» Document segment
[start]

I have received a copy of the New York magazine New Masses containing articles about my autobiography and about the suicide of Maïakovsky I do not regret the fifteen minutes I have spent getting acquainted with the American left intelligentsia. Magazines like this are to be found in several countries. One of their important tasks is said to be the "defense" of the Soviet Union. This is a wholly praiseworthy endeavor, regardless of whether Messrs. "Defenders" fulfill it from inward conviction or — as is sometimes the case — from less lofty motives. But it would be foolish to exaggerate the importance of this defense. These groups, sufficiently varied in their composition, busy themselves on one side with the fringes of the bourgeoisie, on the other with the fringes of the proletariat, and offer no guarantee whatever as to their own future. As the majority of pacifists struggle against war only in times of peace, so these radical "defenders" of the Soviet Union, its titular "friends" from the bohemian ranks, will fulfill their mission only as long as this does not demand real courage and genuine devotion to the revolution. These qualities they do not possess. And where indeed should they get them? Their radicalism needs a protective coloration. For that reason it finds its chief expression in the "defense" of the Soviet Union — defense of a state possessing power, wealth, authority. It is a question of defending what exists and is already achieved. For such defense it is not at all necessary to be a revolutionary. You can quite well remain a mixture of anarchist and conservative. But at the same time you can seem revolutionary, deceiving others and, to some extent, yourself. We have seen this in the example of Barbusse and the French paper Le Monde. From the standpoint of time, their radicalism is chiefly directed toward the past. From the standpoint of space, it is directly in proportion to the square of the distance from the scene of action. In relation to their own country, these bold ones always were and always will be infinitely more cautious and evasive than in relation to other countries — especially those in the East.

[end]

» Stored data

[start]

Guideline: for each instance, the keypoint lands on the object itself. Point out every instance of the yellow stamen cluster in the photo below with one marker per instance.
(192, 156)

[end]
[start]

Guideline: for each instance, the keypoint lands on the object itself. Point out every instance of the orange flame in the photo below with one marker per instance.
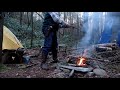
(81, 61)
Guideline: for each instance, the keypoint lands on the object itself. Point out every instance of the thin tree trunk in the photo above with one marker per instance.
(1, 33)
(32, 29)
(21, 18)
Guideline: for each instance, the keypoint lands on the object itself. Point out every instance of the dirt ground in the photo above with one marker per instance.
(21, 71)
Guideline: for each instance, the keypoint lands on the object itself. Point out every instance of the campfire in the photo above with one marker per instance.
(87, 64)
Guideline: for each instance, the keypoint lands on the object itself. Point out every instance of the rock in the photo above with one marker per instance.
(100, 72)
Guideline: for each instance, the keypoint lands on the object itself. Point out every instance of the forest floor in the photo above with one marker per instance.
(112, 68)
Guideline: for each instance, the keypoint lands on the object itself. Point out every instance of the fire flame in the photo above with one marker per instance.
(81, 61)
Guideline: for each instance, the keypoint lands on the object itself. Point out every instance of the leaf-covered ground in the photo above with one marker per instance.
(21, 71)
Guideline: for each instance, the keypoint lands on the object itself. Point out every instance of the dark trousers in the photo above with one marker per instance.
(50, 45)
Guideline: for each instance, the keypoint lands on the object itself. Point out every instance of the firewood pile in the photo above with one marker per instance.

[end]

» Task details
Carry the essay on the American left intelligentsia forward from its final sentence. These rows come from a different source than the text.

» Reply
The best representative of this type, excelling the rest by many heads both in gifts and character, is undoubtedly Maxim Gorky. He sympathized for years with the Bolsheviks and considered their enemies his enemies. This did not prevent him from appearing in the camp of its enemies at the time of the proletarian revolution. After the victory of the revolution he long remained in the camp of its enemies. He reconciled himself to the Soviet republic when it became an unalterable fact for him — that is, when he could reconcile himself to it without departing from his essentially conservative outlook. There is irony in the fact that Gorky warred against Lenin at the greatest period of Lenin's creation but now, long afterward, gets along very peacefully with Stalin. What can we expect of the pencil-sized Gorkys?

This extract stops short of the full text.